--- PROBLEMS AND TASKS ---
1. In the article on UK food self-sufficiency, by how much could domestic food production decline by 2050, according to the study led by Derrick Wilkinson?
2. Please carry on the article on UK food self-sufficiency from its last sentence.

--- GIVEN PASSAGE ---
+ + + +

The UK should aim for 75% self-sufficiency in food production by 2050, according to a group of MPs who have warned that UK agricultural productivity growth has stalled.
The All Party Parliamentary Group on Science and Technology in Agriculture (APPGSTA) this week expressed alarm at the findings of a study led by former NFU chief economist Derrick Wilkinson which concluded that domestic food production could decline by 32% by 2050 as a result of government policies including targets for house building and nature restoration.
In a new report, the group, which supports the concept of ‘sustainable intensification’ in agriculture, reiterated its call from earlier this year for ministers to set a target to increase agricultural output by 30% by 2050 while reducing farming’s environmental footprint by 50% – the so-called 30:50:50 mission. They said the mission should be embedded as a consistent, cross-departmental reference point across all food, farming and land use policies.
The group made up of cross-party MPs and other stakeholders is also calling for the strategic importance of food security to be elevated alongside environmental goals of biodiversity and net-zero, with a statutory target of 75% self-sufficiency by 2050.

+ + + +

Extracted data entries
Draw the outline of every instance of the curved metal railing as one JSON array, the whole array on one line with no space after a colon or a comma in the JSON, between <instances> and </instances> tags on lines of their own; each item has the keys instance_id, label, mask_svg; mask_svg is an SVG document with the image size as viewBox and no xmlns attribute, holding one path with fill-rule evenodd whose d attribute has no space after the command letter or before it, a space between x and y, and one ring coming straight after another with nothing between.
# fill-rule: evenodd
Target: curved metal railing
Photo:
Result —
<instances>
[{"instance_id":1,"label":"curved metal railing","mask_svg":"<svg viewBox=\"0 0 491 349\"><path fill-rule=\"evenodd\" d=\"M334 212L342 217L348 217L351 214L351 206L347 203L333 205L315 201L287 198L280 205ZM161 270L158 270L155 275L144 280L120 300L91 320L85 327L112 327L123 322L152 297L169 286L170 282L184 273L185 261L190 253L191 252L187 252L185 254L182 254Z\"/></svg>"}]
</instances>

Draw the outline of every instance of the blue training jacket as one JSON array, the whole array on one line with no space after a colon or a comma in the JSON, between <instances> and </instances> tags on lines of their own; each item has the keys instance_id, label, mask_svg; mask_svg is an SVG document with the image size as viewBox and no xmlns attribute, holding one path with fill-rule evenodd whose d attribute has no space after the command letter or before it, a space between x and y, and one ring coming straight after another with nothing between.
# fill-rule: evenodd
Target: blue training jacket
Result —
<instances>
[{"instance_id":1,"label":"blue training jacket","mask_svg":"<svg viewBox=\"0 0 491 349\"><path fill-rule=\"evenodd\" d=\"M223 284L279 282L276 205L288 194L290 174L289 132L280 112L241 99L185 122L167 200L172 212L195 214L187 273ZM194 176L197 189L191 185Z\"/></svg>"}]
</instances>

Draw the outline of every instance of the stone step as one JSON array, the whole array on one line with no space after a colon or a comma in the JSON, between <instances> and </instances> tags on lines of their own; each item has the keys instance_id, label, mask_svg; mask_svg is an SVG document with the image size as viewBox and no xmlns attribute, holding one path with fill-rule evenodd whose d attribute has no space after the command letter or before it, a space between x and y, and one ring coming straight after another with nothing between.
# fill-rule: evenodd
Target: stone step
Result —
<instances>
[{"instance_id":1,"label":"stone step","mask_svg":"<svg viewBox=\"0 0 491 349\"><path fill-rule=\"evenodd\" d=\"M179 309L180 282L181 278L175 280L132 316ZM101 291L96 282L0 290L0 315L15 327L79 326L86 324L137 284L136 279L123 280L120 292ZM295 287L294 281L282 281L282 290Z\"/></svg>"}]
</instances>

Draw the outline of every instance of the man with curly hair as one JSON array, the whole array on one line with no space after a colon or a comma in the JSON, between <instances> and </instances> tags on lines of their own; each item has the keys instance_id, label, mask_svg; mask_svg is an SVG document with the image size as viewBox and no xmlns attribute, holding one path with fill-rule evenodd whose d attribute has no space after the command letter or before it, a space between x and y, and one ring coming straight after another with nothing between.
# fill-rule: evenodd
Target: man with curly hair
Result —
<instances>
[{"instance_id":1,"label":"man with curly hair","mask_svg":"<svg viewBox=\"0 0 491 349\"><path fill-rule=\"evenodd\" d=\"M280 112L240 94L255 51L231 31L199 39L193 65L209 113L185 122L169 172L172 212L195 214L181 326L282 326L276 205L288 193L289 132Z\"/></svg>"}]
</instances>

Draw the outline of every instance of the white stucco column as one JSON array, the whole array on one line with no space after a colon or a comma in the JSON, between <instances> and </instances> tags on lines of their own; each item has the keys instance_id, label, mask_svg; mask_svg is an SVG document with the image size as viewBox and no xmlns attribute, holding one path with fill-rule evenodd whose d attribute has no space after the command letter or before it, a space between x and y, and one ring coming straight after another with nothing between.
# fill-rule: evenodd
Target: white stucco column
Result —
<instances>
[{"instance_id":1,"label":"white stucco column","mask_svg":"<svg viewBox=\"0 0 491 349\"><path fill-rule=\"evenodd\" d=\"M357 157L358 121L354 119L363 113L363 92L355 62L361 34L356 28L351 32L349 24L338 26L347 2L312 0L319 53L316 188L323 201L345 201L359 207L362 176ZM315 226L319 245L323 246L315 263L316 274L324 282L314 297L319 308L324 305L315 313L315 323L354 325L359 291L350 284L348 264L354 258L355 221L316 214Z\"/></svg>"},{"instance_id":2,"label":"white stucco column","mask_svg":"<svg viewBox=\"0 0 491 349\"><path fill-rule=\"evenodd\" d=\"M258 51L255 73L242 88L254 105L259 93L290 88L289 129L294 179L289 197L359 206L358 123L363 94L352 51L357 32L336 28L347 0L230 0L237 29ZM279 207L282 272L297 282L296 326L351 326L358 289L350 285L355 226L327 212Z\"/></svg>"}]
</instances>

+ + + +

--- ANSWERS BELOW ---
1. By 32%.

2.
Launching the report this week, APPGSTA chair George Freeman MP warned that UK agriculture is at a tipping point. “Despite favourable growing conditions, world-class agri-science, and a highly professional farming sector, UK agricultural productivity growth has stalled,” said Freeman.
“Across successive governments, fragmented support policies, inconsistent regulation and a failure to translate scientific advances into practice have constrained progress.”
In his study, Wilkinson estimated that government targets for house building, nature restoration, renewable energy, tree planting and infrastructure could result in the loss of up to a quarter of currently farmed land over the next 25 years, much of it high-quality arable land.
Without radical policy reform, Freeman argued the UK risks further erosion of its food self-sufficiency and growing reliance on imports “at a time when geopolitical instability and climate extremes threaten global food supply chains”.
Alongside a target for self-sufficiency, the group has urged the government to develop a new national farm data initiative to benchmark and monitor progress against the 30:50:50 objectives, and establish a new national knowledge exchange capability.
The strongly pro-technology APPGSTA, which has described the EU’s Green New Deal agenda as a risk to food security, also wants ministers to unlock the full potential of genetics and biotechnology by prioritising genetic innovation in crops and livestock as the main driver of productivity and sustainability gains in agriculture.